■ **What you should do**: Return, word for word, the lines of the records below from the line with "output [[124, 56]]." to the line with "[[135, 122], [103, 126]]", including both of those lines and nothing else.

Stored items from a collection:

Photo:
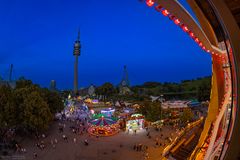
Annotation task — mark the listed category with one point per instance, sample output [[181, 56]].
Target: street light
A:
[[161, 104]]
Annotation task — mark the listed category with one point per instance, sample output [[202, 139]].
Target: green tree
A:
[[53, 100], [107, 89], [186, 116], [151, 110], [6, 109], [37, 114]]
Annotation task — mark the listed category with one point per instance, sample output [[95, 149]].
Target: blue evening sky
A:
[[37, 38]]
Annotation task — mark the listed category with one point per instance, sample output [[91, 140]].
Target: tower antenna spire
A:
[[78, 38]]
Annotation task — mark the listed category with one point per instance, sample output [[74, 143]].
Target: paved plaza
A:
[[117, 147]]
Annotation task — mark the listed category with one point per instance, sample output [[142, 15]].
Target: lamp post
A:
[[161, 100]]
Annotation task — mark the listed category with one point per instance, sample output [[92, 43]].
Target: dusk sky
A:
[[37, 37]]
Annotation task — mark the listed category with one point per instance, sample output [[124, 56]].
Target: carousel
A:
[[135, 122], [103, 126]]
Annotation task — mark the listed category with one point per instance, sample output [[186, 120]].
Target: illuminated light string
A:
[[166, 13]]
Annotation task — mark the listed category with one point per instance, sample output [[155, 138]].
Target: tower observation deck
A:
[[76, 54]]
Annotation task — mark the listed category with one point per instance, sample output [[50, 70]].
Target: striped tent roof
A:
[[103, 121]]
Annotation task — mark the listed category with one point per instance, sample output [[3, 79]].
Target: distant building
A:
[[91, 90], [11, 84], [124, 86]]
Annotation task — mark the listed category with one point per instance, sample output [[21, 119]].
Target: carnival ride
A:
[[103, 126], [222, 112]]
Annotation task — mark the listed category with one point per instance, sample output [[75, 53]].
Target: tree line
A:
[[27, 108]]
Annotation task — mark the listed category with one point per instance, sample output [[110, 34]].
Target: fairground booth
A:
[[103, 126], [135, 122], [108, 112]]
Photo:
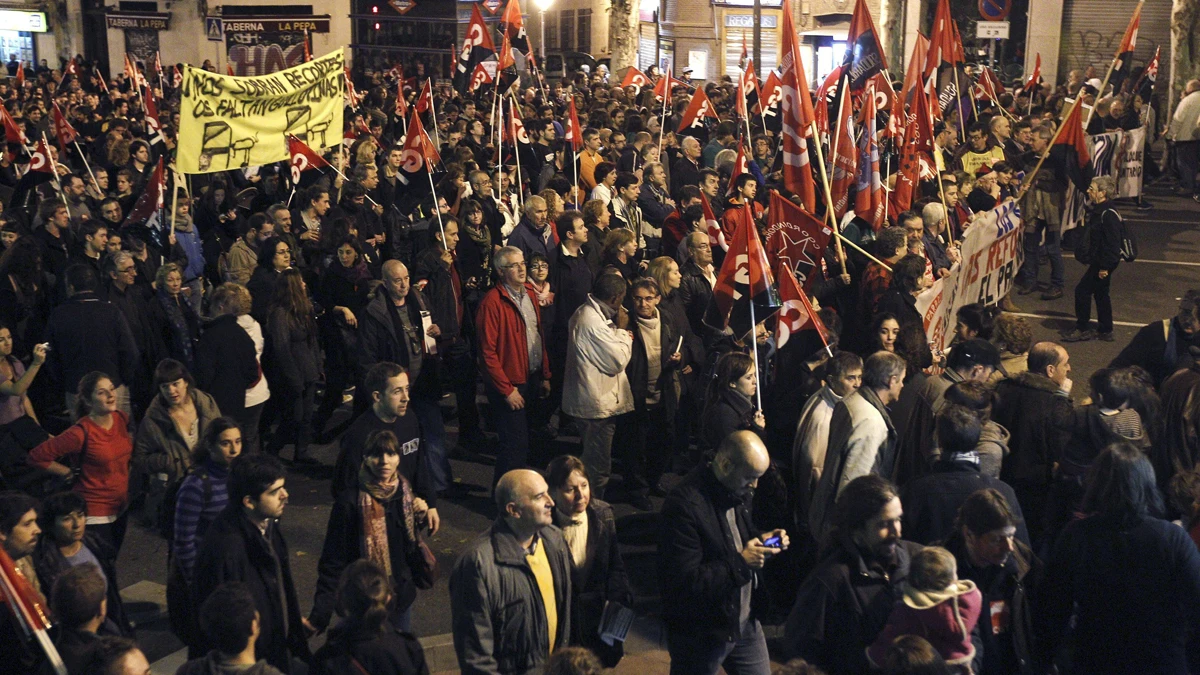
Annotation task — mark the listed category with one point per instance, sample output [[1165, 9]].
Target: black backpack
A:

■ **In response**:
Annotation task — mark the listed category with one point per instance, sample output [[124, 56]].
Target: carousel
A:
[[135, 122], [103, 126]]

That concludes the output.